* [List of tasks]
**1)** From the forfeiture passage, extract the words between "The United States has" and "supra n. 5.", inclusive.
**2)** Summarize the forfeiture passage in two sentences.

* [Excerpted text]

The United States has moved for summary judgment forfeiting Claimants' right, title, and interest in the res. The United States maintains that it has shown by a preponderance of the evidence that the $24,700 is subject to forfeiture, and that Claimants have stipulated to that fact. [Doc. 38 at 1, 4]. Without agreeing that the $24,700 represents proceeds of illegal activity, Claimants have agreed that the United States's proof is sufficient to demonstrate that the money is forfeitable under federal law. [Id.; Exh. 4, "Stipulation of Counsel" at 4-5]. Claimants otherwise reassert their jurisdictional argument in response to the United States's summary-judgment motion. [Doc. 43].
See supra n. 5.

Data lines:
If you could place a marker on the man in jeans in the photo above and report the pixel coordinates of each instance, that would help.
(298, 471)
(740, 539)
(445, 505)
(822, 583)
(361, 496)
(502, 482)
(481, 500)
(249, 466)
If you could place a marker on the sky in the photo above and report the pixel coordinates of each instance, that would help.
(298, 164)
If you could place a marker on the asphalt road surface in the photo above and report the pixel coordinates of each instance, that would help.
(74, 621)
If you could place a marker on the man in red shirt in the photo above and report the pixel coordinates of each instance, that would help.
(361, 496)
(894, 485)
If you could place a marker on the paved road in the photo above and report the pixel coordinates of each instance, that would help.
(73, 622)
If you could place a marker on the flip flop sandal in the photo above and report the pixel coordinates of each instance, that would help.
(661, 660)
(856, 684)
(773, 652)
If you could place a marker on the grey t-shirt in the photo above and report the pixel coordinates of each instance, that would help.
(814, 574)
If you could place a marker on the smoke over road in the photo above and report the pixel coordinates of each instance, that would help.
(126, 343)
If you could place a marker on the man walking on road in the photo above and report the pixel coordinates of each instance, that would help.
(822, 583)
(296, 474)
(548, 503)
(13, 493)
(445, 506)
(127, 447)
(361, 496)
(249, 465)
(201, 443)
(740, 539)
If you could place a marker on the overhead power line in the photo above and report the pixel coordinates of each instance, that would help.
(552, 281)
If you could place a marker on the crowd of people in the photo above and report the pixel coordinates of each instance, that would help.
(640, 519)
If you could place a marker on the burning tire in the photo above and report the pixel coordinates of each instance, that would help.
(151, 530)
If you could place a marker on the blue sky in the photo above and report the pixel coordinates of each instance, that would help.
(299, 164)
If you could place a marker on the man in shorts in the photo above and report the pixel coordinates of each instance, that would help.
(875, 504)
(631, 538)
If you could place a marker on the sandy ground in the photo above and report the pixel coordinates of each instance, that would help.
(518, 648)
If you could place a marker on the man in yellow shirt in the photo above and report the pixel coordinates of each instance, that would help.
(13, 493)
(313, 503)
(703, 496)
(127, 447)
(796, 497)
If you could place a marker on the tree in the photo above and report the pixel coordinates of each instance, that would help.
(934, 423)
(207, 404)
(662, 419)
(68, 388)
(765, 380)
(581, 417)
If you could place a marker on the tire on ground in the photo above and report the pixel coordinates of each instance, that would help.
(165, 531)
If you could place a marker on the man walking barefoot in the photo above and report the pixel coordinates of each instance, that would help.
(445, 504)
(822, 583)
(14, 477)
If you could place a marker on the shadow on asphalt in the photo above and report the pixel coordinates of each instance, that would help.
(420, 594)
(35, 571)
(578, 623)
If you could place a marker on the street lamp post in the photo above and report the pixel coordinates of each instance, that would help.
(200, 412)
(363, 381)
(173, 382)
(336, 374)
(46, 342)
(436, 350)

* [Answers for the exercise]
**1)**
The United States has moved for summary judgment forfeiting Claimants' right, title, and interest in the res. The United States maintains that it has shown by a preponderance of the evidence that the $24,700 is subject to forfeiture, and that Claimants have stipulated to that fact. [Doc. 38 at 1, 4]. Without agreeing that the $24,700 represents proceeds of illegal activity, Claimants have agreed that the United States's proof is sufficient to demonstrate that the money is forfeitable under federal law. [Id.; Exh. 4, "Stipulation of Counsel" at 4-5]. Claimants otherwise reassert their jurisdictional argument in response to the United States's summary-judgment motion. [Doc. 43].
See supra n. 5.

**2)** The United States has moved for summary judgment forfeiting Claimants' interest in the $24,700, maintaining that it has shown by a preponderance of the evidence that the money is subject to forfeiture and that Claimants have stipulated to that fact. Without agreeing that the money represents proceeds of illegal activity, Claimants have agreed that the government's proof is sufficient to show it is forfeitable under federal law, and they otherwise reassert their jurisdictional argument.